• [Consigne]:
Mettez sous forme de tableau Markdown les lignes allant de celle qui contient "Target: treeline" jusqu'à celle qui contient "column 118, row 129", toutes deux comprises, sans les lignes vides. Utilisez une colonne « N° » pour le numéro et une colonne « Texte » pour la ligne.

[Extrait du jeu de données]
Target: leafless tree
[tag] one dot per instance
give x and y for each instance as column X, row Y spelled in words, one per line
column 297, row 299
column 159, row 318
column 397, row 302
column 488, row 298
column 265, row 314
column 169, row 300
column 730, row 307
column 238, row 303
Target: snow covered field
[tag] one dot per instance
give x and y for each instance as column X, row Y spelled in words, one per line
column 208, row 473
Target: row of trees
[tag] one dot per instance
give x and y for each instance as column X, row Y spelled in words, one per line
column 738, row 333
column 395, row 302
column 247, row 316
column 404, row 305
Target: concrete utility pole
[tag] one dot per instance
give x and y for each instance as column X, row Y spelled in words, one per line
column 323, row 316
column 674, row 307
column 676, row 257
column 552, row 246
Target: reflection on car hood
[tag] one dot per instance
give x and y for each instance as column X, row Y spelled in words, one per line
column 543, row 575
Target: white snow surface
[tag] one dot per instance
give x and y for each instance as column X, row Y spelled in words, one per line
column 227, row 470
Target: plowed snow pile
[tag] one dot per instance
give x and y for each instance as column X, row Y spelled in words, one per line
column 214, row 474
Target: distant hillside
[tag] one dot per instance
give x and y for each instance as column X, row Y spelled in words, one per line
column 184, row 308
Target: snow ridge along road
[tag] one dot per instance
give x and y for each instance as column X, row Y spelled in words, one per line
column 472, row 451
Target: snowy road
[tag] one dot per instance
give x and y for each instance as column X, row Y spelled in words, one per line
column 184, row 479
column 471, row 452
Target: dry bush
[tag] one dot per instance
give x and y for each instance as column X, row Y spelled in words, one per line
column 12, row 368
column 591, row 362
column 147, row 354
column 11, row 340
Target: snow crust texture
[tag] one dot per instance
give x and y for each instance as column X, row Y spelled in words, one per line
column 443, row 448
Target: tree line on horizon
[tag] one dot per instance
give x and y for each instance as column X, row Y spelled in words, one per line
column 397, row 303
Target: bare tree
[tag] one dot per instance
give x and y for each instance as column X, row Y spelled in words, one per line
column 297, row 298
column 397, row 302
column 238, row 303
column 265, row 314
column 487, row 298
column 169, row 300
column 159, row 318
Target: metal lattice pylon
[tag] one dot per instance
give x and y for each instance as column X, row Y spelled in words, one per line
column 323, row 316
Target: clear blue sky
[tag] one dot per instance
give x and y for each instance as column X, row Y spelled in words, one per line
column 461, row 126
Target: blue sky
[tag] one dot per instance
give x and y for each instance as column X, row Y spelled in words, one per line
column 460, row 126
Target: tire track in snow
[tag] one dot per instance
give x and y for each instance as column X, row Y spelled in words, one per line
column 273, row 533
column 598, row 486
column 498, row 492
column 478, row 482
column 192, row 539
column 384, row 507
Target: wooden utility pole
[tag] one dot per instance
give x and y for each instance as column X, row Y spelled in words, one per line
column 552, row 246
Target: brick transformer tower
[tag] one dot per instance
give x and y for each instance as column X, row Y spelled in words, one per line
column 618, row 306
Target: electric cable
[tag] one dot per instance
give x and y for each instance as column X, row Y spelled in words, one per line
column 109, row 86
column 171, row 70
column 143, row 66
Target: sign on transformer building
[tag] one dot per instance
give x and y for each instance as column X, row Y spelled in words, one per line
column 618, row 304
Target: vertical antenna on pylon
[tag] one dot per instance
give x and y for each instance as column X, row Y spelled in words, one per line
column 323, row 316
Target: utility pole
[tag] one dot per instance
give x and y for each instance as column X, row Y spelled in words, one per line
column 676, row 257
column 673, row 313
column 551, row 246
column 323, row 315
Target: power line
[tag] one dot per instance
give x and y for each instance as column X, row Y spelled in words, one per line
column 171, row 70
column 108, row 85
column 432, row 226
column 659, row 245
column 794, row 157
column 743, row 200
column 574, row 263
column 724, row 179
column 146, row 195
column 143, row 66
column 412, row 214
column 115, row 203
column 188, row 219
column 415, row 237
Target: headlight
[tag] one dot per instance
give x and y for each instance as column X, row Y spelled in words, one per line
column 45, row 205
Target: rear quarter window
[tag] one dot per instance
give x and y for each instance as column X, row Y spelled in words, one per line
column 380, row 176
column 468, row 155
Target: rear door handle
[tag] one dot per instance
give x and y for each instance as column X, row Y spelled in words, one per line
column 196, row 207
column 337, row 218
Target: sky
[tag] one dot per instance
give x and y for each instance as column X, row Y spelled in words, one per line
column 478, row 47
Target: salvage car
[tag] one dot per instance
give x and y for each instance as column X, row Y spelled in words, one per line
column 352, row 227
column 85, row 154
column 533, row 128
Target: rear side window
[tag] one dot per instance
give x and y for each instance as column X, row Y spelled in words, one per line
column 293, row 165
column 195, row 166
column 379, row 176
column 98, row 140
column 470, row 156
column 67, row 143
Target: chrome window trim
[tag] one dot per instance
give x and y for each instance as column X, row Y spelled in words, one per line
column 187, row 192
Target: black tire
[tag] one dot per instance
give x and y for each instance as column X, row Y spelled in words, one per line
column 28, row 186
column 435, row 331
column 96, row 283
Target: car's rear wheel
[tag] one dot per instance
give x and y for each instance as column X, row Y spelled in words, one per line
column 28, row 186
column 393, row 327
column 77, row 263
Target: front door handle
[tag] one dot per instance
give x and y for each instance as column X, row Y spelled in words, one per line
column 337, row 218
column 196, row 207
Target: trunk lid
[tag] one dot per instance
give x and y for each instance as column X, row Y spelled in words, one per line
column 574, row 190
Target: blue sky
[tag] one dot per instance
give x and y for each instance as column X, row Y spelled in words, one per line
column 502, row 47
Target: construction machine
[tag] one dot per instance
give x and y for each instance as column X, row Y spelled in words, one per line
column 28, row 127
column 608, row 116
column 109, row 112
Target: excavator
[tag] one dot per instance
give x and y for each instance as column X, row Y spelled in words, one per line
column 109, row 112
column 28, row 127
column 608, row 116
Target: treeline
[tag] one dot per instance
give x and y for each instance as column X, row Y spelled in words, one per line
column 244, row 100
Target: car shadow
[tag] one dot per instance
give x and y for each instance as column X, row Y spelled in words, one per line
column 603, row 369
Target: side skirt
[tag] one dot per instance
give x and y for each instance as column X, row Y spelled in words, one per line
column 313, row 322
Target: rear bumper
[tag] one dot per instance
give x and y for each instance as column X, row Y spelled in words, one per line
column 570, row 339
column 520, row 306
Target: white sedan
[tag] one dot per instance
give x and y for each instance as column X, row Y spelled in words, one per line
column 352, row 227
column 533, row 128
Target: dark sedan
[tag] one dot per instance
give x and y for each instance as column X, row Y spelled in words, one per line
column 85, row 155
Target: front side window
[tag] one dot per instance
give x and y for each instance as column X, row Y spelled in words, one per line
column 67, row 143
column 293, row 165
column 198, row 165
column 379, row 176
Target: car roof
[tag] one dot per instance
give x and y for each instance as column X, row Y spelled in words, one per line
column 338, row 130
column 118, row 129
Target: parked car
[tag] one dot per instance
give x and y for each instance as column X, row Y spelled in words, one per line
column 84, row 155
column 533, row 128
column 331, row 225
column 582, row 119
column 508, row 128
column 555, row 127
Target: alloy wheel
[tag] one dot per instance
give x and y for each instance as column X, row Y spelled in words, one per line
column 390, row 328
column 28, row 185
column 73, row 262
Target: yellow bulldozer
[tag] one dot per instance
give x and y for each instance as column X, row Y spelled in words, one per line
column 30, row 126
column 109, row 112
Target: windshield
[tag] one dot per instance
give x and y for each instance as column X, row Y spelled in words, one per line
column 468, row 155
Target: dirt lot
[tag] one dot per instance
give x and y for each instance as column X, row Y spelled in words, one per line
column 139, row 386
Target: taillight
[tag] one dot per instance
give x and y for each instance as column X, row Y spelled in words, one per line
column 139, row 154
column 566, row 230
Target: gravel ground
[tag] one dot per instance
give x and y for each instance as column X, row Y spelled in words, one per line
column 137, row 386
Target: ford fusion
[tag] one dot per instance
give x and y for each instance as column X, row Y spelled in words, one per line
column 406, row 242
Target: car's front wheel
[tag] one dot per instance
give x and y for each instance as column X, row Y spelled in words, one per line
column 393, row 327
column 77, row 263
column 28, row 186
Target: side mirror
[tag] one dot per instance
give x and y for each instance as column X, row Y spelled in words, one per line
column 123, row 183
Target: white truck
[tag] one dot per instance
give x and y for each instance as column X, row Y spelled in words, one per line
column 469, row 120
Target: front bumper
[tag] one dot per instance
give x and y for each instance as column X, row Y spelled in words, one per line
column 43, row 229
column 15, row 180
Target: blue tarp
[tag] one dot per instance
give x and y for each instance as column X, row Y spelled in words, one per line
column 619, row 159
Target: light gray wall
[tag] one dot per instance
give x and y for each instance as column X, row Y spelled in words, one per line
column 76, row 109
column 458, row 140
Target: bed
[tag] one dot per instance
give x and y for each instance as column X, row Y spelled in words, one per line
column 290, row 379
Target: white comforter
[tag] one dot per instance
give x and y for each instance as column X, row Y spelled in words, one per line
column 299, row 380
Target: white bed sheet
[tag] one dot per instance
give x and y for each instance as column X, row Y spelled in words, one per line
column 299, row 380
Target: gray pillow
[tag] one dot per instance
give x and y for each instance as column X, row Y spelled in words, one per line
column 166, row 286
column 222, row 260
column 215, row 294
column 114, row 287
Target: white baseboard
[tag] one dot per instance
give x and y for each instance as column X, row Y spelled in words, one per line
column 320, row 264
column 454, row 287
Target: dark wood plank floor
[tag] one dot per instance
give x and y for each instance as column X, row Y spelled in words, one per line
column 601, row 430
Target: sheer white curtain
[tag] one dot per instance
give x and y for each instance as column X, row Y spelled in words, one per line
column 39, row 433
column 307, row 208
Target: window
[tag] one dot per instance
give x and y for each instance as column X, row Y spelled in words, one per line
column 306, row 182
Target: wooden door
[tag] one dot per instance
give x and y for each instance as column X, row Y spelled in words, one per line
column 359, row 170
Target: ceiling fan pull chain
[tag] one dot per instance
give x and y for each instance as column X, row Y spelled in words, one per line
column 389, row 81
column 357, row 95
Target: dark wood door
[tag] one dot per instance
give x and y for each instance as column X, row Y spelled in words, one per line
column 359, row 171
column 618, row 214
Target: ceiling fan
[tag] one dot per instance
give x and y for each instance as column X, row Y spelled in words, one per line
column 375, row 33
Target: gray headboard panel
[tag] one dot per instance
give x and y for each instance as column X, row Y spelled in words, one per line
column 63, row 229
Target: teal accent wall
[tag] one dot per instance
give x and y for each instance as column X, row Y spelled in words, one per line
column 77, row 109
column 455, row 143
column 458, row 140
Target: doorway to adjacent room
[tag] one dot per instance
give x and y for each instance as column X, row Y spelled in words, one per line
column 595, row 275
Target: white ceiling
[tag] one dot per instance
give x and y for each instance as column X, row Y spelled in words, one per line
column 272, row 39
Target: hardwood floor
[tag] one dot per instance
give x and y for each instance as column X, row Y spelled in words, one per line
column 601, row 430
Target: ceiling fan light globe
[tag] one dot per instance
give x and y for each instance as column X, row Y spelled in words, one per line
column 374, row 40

• [Réponse]:
| N° | Texte |
|---|---|
| 1 | Target: treeline |
| 2 | [tag] one dot per instance |
| 3 | give x and y for each instance as column X, row Y spelled in words, one per line |
| 4 | column 244, row 100 |
| 5 | Target: car shadow |
| 6 | [tag] one dot per instance |
| 7 | give x and y for each instance as column X, row Y spelled in words, one per line |
| 8 | column 603, row 369 |
| 9 | Target: side skirt |
| 10 | [tag] one dot per instance |
| 11 | give x and y for each instance as column X, row Y spelled in words, one per line |
| 12 | column 313, row 322 |
| 13 | Target: rear bumper |
| 14 | [tag] one dot per instance |
| 15 | give x and y for each instance as column X, row Y spelled in words, one per line |
| 16 | column 570, row 339 |
| 17 | column 520, row 306 |
| 18 | Target: white sedan |
| 19 | [tag] one dot per instance |
| 20 | give x and y for each instance as column X, row Y spelled in words, one per line |
| 21 | column 352, row 227 |
| 22 | column 533, row 128 |
| 23 | Target: dark sedan |
| 24 | [tag] one dot per instance |
| 25 | give x and y for each instance as column X, row Y spelled in words, one per line |
| 26 | column 85, row 155 |
| 27 | Target: front side window |
| 28 | [tag] one dot per instance |
| 29 | give x and y for each instance as column X, row Y spelled in words, one per line |
| 30 | column 67, row 143 |
| 31 | column 293, row 165 |
| 32 | column 198, row 165 |
| 33 | column 379, row 176 |
| 34 | Target: car roof |
| 35 | [tag] one dot per instance |
| 36 | give x and y for each instance as column X, row Y spelled in words, one per line |
| 37 | column 338, row 130 |
| 38 | column 118, row 129 |